## PROBLEM
Update every item so that each "result" becomes "boxes", and leave every other character unchanged.

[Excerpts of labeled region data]
>> begin

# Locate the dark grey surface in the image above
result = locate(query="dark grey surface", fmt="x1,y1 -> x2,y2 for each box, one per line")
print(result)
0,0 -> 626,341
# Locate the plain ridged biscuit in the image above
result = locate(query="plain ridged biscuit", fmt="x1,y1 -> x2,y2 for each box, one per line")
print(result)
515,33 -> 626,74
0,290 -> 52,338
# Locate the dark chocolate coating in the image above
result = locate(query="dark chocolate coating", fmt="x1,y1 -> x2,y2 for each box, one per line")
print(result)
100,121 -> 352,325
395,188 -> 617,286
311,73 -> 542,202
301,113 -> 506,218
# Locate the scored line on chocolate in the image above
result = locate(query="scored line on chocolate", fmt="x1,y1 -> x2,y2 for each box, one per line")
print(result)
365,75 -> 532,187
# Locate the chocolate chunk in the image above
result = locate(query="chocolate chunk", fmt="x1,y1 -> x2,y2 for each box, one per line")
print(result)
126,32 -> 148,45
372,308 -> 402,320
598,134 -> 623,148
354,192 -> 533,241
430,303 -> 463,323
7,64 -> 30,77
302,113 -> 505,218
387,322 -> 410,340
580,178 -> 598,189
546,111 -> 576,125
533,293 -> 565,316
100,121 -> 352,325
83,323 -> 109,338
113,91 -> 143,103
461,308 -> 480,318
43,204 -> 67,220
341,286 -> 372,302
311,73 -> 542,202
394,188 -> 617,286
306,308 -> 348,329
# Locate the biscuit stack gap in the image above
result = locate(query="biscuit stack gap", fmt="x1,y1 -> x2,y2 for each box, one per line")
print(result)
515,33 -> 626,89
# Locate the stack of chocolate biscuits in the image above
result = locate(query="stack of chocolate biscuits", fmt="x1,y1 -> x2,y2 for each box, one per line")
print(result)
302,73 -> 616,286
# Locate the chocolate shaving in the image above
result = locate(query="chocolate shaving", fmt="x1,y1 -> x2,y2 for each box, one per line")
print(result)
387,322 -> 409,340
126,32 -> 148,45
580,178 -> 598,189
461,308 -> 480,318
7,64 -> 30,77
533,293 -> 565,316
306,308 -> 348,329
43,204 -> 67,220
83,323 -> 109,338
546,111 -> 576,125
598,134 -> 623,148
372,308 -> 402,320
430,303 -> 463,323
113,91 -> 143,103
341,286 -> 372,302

>> end

## ANSWER FOR THIS EXERCISE
# Locate the dark grey surface in the image above
boxes = locate(query="dark grey surface", fmt="x1,y1 -> x2,y2 for each box, one per line")
print(boxes)
0,0 -> 626,341
# Locate the plain ridged biscuit in the image above
boxes = locate(query="plain ridged biscuit", fmt="x1,y1 -> x2,y2 for each box, one per line")
print(boxes)
515,33 -> 626,74
0,290 -> 52,338
# Locate the dark chocolate coating in the image above
boxes = locate(query="dark chocolate coating", fmt="x1,y1 -> x2,y2 for each box, one per line")
print(boxes)
100,121 -> 352,325
395,188 -> 617,286
311,73 -> 542,202
301,113 -> 506,218
# Locate the scored line on chocolate in the image above
boxes = locate(query="scored line on chocolate", fmt="x1,y1 -> x2,y2 for each box, one per line")
print(boxes)
365,75 -> 532,187
# Locate the chocolate chunk in the image above
boxes = locate(query="chocolate chunk", fmt="x1,y1 -> x2,y2 for each box, one per line")
print(boxes)
126,32 -> 148,45
372,308 -> 402,320
598,134 -> 623,148
354,192 -> 533,241
430,303 -> 463,323
7,64 -> 30,77
302,113 -> 505,218
387,322 -> 410,340
580,178 -> 598,189
546,111 -> 576,125
533,293 -> 565,316
100,121 -> 352,325
83,323 -> 109,338
113,91 -> 143,103
461,308 -> 480,318
43,204 -> 67,220
341,286 -> 372,302
311,73 -> 542,202
394,188 -> 617,286
306,308 -> 348,329
# Locate the biscuit stack gap in the image above
boxes = locate(query="biscuit stack gap", fmt="x1,y1 -> x2,y2 for each box, one per line")
print(boxes)
515,33 -> 626,89
# Locate the stack of chocolate biscuits in the image above
boxes = locate(query="stack of chocolate biscuits", fmt="x1,y1 -> x2,y2 for each box, one per line")
print(boxes)
302,73 -> 616,286
# Locate the chocolate shaving in the image above
boxes = locate(query="chocolate shaving", fmt="x1,y1 -> x2,y2 for each box, one per line")
print(boxes)
387,322 -> 409,340
126,32 -> 148,45
580,178 -> 598,189
461,308 -> 480,318
7,64 -> 30,77
533,293 -> 565,316
306,308 -> 348,329
43,204 -> 67,220
83,323 -> 109,338
546,111 -> 576,125
598,134 -> 623,148
372,308 -> 402,320
430,303 -> 463,323
113,91 -> 143,103
341,286 -> 372,302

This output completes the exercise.